## REQUIRED TASK:
Reproduce the passage below about executive chefs word for word, starting at "Sean Leventhal, Chaz" and ending at "recent press release.".

Lopez is recognized for having “curated a savvy menu showcasing fresh Gulf seafood, coastal heritage dishes and soulful southern favorites. He exerts a steady influence within the Galveston restaurant community.” He’s also said to be “redefining Galveston’s food scene.”
Sean Leventhal, Chaz on the Plaza, Kansas
How can an executive chef get people visiting a restaurant nestled on the grounds of a hotel? In Kansas City, Sean Leventhal decided to find out. He took over cooking duties at Chaz on the Plaza at The Raphael, according to a recent press release.
Having worked at award-winning restaurants in the past, Leventhal walked into the hotel’s restaurant with a particular idea in mind: “Maryland Eastern shore meets Pacific Rim with a stopover in Spain…The emphasis is on well-done, perfectly executed food.” Other restaurant employees collaborated with Leventhal to redesign a menu that didn’t alienate long-term customers.
Chet Saign, 410 Bank Street, New Jersey
Chet Saign had already taken over the food scene in Park City, Utah, so he decided his services were required at 410 Bank Street, a quaint little restaurant in Cape May, New Jersey.
With his team of chefs, they developed a “fusion of Louisiana French, Caribbean and Asian culinary and smoking techniques” that “created a sensation in Cape May and sparked a culinary renaissance in the historic town.” The restaurant brought in various awards in 2015 from Conde Nast Traveler, Zagat and New Jersey Monthly Magazine.
Georg Paulussen, Resorts World Bimini, Florida
As Resorts World Bimini explains: “Being an executive chef of a huge hotel brand isn’t the same thing as being an executive chef of a restaurant. Think bigger scale, much bigger scale.” Luckily, Georg Paulussen is up to the challenge.

## RECORDED INFORMATION:
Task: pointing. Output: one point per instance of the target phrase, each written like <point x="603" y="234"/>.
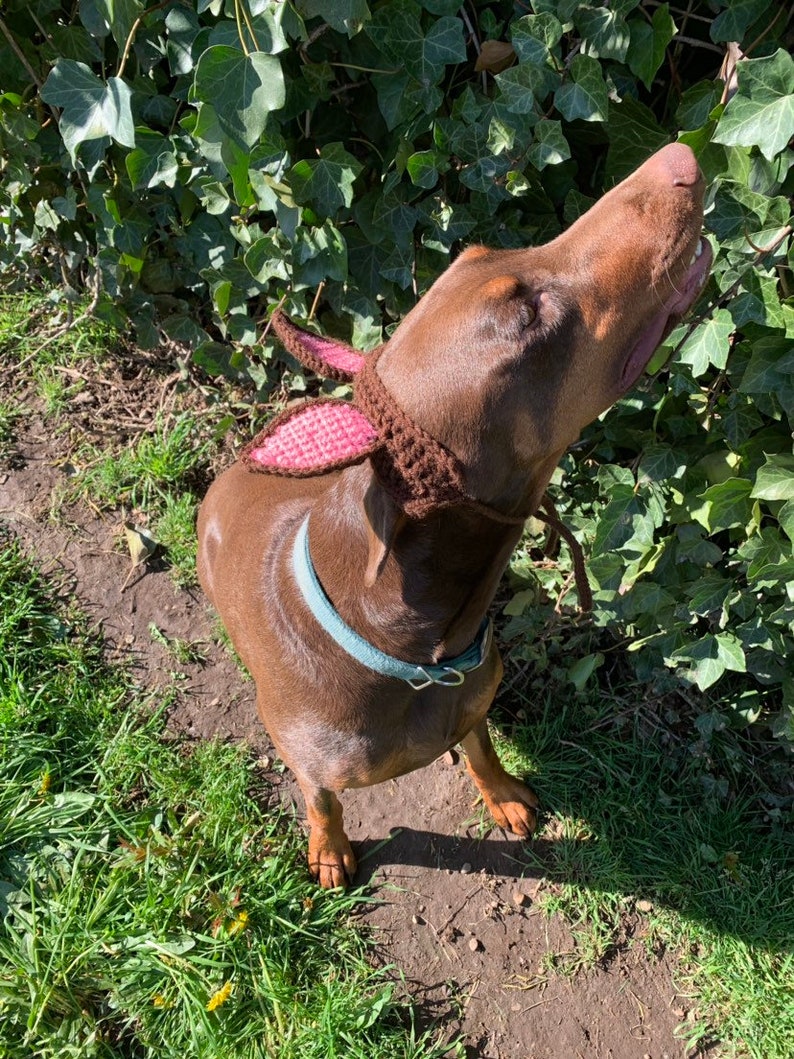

## ANSWER IN FULL:
Sean Leventhal, Chaz on the Plaza, Kansas
How can an executive chef get people visiting a restaurant nestled on the grounds of a hotel? In Kansas City, Sean Leventhal decided to find out. He took over cooking duties at Chaz on the Plaza at The Raphael, according to a recent press release.